◆ **Instructions to follow**
Would you return the complete listing below word for word?

========================

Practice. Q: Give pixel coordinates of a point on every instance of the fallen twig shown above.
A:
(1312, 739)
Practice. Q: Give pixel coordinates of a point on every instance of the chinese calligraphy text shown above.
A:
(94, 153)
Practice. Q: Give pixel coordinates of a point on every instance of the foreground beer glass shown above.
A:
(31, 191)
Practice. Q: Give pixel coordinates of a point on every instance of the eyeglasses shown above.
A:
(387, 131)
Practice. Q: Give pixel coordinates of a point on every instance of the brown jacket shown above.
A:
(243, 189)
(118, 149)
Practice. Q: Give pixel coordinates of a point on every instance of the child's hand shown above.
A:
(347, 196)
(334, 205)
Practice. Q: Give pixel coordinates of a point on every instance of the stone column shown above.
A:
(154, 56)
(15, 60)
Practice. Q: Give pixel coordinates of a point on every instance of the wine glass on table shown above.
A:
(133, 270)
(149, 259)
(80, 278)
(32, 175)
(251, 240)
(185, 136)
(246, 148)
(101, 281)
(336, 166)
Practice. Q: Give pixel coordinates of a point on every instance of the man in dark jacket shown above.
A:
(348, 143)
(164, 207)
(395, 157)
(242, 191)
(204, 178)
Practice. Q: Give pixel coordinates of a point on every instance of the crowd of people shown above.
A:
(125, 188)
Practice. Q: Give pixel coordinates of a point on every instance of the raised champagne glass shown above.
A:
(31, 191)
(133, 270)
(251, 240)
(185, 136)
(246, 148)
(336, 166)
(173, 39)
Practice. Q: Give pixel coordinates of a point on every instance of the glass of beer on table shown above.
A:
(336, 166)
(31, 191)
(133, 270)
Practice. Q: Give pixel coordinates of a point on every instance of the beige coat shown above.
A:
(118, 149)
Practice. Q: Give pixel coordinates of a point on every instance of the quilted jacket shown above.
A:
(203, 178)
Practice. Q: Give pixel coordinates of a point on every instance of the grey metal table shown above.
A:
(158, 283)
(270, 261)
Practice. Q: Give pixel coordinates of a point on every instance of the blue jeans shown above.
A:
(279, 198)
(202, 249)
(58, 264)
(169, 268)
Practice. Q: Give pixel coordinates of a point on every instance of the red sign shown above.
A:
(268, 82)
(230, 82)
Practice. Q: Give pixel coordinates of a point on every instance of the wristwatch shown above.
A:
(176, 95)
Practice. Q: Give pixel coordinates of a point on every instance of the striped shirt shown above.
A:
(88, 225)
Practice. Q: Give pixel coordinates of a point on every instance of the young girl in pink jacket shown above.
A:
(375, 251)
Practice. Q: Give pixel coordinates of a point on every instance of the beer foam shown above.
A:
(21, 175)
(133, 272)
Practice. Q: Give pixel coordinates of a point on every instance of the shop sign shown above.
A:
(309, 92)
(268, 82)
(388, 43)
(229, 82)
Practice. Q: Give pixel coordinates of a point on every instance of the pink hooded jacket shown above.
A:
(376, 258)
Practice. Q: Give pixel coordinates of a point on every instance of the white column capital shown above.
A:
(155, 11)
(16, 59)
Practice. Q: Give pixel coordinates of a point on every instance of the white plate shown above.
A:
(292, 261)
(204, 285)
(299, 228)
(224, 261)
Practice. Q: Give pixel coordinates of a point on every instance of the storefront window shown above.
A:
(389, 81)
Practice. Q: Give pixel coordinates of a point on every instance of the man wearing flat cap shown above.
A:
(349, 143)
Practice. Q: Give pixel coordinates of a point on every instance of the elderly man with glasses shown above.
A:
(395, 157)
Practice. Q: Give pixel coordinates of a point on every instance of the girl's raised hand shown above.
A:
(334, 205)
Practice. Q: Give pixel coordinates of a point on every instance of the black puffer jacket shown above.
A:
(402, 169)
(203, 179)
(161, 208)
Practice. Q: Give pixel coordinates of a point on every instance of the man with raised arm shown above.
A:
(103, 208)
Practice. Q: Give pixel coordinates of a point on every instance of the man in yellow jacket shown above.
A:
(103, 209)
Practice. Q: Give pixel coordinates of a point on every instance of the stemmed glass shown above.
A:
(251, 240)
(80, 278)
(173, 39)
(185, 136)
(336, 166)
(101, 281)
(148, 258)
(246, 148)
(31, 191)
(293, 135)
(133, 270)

========================

◆ **The completed task**
Practice. Q: Give pixel coordinates of a point on every instance of the fallen twig shown above.
A:
(1312, 739)
Practice. Q: Give pixel coordinates of a point on every instance of the chinese calligraphy text shown above.
A:
(94, 153)
Practice. Q: Give pixel coordinates of a point on every instance of the foreground beer glass shown above.
A:
(31, 191)
Practice. Q: Give pixel coordinates of a point on every instance of the eyeglasses shown above.
A:
(387, 131)
Practice. Q: Give pixel coordinates of a point on every instance of the brown jacket shown above.
A:
(243, 189)
(118, 149)
Practice. Q: Give pixel coordinates of a point on every instance of the child's hand shown above.
A:
(347, 196)
(334, 205)
Practice. Q: Give pixel coordinates of a point on every instance of the stone column shown above.
A:
(154, 56)
(15, 60)
Practice. Q: Give pixel coordinates of a point on every instance of the wine glass on table shown above.
A:
(133, 270)
(149, 259)
(80, 278)
(32, 175)
(251, 240)
(185, 136)
(246, 148)
(101, 281)
(336, 166)
Practice. Q: Give pixel coordinates of a point on every instance of the man in dark jacket shown above.
A:
(348, 143)
(164, 207)
(395, 157)
(242, 191)
(204, 178)
Practice. Q: Give pixel coordinates of a point on every instance of the crowd of people shown above.
A:
(125, 188)
Practice. Q: Give pixel coordinates of a point on every instance of the raised champagne glass shown above.
A:
(31, 191)
(133, 270)
(251, 240)
(185, 136)
(246, 148)
(336, 166)
(173, 39)
Practice. Q: Give pixel coordinates of a point on every instance of the glass of beer on table shown above.
A:
(336, 166)
(31, 191)
(133, 270)
Practice. Q: Give pixel coordinates of a point on every instance of the beige coat shown above.
A:
(118, 149)
Practice. Q: Give pixel coordinates of a point on every instance of the quilted jacket shown above.
A:
(203, 178)
Practice. Q: Give pixel coordinates of a point on every instance of the grey metal table shown above.
A:
(158, 283)
(270, 261)
Practice. Q: Give pixel coordinates of a point on every instance of the blue jeans shown above.
A:
(279, 198)
(202, 249)
(58, 264)
(169, 268)
Practice. Q: Give pixel coordinates of a point on every instance of the red sign shown above.
A:
(268, 82)
(230, 82)
Practice. Q: Give pixel coordinates of a point on every instance of the wristwatch shown above.
A:
(176, 95)
Practice. Q: Give pixel coordinates of a point on every instance of the striped shirt shown above.
A:
(88, 225)
Practice. Q: Give pixel coordinates of a point on every instance of the young girl in pink jacket shown above.
A:
(375, 251)
Practice. Q: Give pixel coordinates of a point on every instance of the beer foam shown above.
A:
(21, 175)
(133, 272)
Practice. Q: Give pixel coordinates of a point on every instance of the shop sign shown above.
A:
(309, 92)
(268, 82)
(388, 43)
(229, 82)
Practice. Q: Give pixel coordinates of a point on every instance of the pink hooded jacket shown above.
A:
(376, 258)
Practice. Q: Give pixel coordinates of a point on every instance of the white column capital shown above.
A:
(155, 11)
(16, 59)
Practice. Q: Give pixel coordinates of a point on every instance of the white plate shown above.
A:
(292, 261)
(204, 285)
(299, 228)
(224, 261)
Practice. Q: Give pixel coordinates of a point on every instance of the storefront window shown above.
A:
(389, 81)
Practice. Q: Give pixel coordinates of a point on every instance of the man wearing flat cap shown above.
A:
(349, 143)
Practice. Q: Give pixel coordinates of a point on every instance of the elderly man with glasses shown above.
A:
(395, 157)
Practice. Q: Give pixel coordinates of a point on every instance of the girl's raised hand shown above.
A:
(334, 205)
Practice. Q: Give pixel coordinates of a point on every instance of the black puffer jacket shown above.
A:
(402, 169)
(203, 179)
(161, 208)
Practice. Q: Give pixel coordinates of a point on every instance of the man with raised arm shown above.
A:
(103, 208)
Practice. Q: Give pixel coordinates of a point on every instance of the man in yellow jacket shown above.
A:
(103, 209)
Practice. Q: Give pixel coordinates of a point on every instance of the stemmed glass shown above.
A:
(251, 240)
(80, 278)
(173, 39)
(185, 136)
(336, 166)
(101, 281)
(148, 258)
(246, 148)
(31, 191)
(293, 135)
(133, 270)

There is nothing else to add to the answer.